- _SOURCE DOCUMENT_:
-.-.-
DEERFIELD, Ill. -- As excited as Gar Forman was about trading up in the NBA draft for Doug McDermott, the Bulls general manager understands that the crucial part of the roster building for 2014-15 begins next week when free agency opens.
And for as much as McDermott, a three-time All-American and fifth all-time leading scorer in NCAA history, will help a Bulls team that shot a league-worst 43.2 percent and averaged 93 points per game a year ago, the biggest takeaway from Thursday night was that Chicago's free agency plan is still intact.
The Bulls traded their two first-round picks (Nos. 16 and 19) and a 2015 second-round pick to acquire McDermott, the country's leading scorer. But with the draft in the rearview mirror, the front office will now turn their sights toward acquiring one of the best scorers in the NBA, Carmelo Anthony.
"It’s going to be a very fluid situation," Forman said in a joint press conference with Tom Thibodeau. "Obviously we’re going to evaluate all the different avenues that we have to try to make the team better. And I think we’re all very optimistic, no matter which way it goes, that when we come out of this July period that our team is going to be stronger than it was going in."
And though the Bulls traded away two draft picks to acquire McDermott and his single contract, forward Anthony Randolph was also part of the deal that the Bulls used with their trade exception from the Luol Deng deal in January. The Nuggets, looking for flexibility in their roster spots, made sure Randolph was part of the deal, terms the Bulls accepted. Randolph is signed through 2015 at $1.825 million, meaning the Bulls actually will spend more money on both he and McDermott than they would have if they kept the 16th and 19th picks.
But that decision to take on Randolph's salary, at least for now, to obtain a player they desperately wanted in McDermott showed that Forman and the Bulls aren't pushing their chips all-in on a potential blockbuster free agent coming to Chicago. Understanding they can only control so much of the situation, acquiring McDermott ensures that Plans B, C and D are kept on track if Plan A, as in Anthony, doesn't come to fruition.
"It really is just going to be a fluid situation, and we’ve mapped out a number of different ways this could go," he said. "Some of it we can control, some of it we don’t, just like in any situation. But we’ll certainly try to be aggressive as we can be to continue to improve the team."
Within Forman's answers it was apparent the Bulls will take the initiative in free agency. Though his tone was more cautious and realistic - seeing as free agency is still four days away - he did note in multiple responses to questions that the Bulls feel comfortable and optimistic on where they stand heading into free agency on July 1. He deflected a question on overseas forward Nikola Mirotic, saying he's "still not sure" if the talented European will join the Bulls this year, considering signing Anthony or LeBron James would mean the Bulls won't have enough money leftover to buy out his contract in Spain.
-.-.-
- _DATA SECTION_:
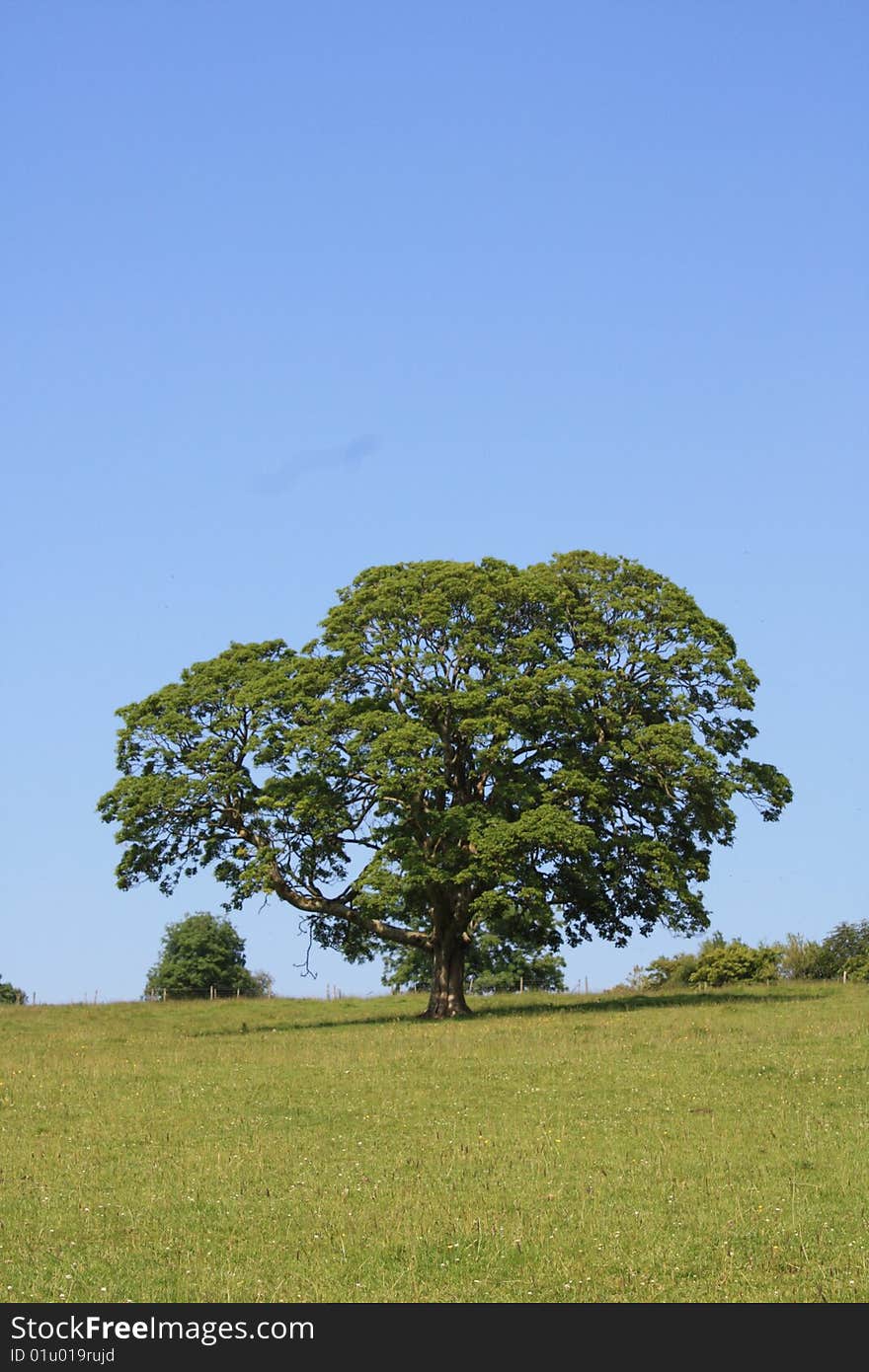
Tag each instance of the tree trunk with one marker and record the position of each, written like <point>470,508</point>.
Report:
<point>446,999</point>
-.-.-
- _TASK DETAILS_:
Continue the article about the Bulls' draft-night trade for Doug McDermott and their free agency plans, picking up after its final sentence.

- _TASK RESPONSE_:
As far as national reports and rumors go, the Bulls are considered one of the front runners for Anthony's services, and Anthony has put Chicago on the initial shortlist of teams he plans to meet with once the clock strikes midnight on Tuesday.
They'll be hoping for better results than what occurred four years ago, when LeBron James, Dwyane Wade and Chris Bosh teamed up in Miami, Amare Stoudemire signed with the Knicks and Joe Johnson took a max contract in Atlanta, leaving the Bulls with Carlos Boozer, who is expected to be amnestied in the coming weeks to free up room to go after Anthony.
Forman rightfully admitted that this year's offseason in Chicago is different than 2010, when the Bulls had enough cap space without moving any parts to offer a maximum contract. But he also said that the organization took important lessons from that failed offseason, noting that "our presentations went well" and that they plan to take the same approach this offseason.
With a healthy Derrick Rose, Joakim Noah now an All-NBA center and reigning Defensive Player of the Year and McDermott in tow, the Bulls know they have plenty to offer incoming free agents.
"What we’re always going to sell is obviously the great city of Chicago," he said, "our fan base, the culture that’s been created here, the success that we’ve had up to this point and the feeling we have we can continue to improve and continue to have great success moving forward. So we feel we’ve got a lot to sell.
"We feel confident in what we have as far as our organization, the culture that’s been created and the players that we have here now and I think players will be able to see that we’ve got an opportunity to build on that and build this into a championship-caliber team."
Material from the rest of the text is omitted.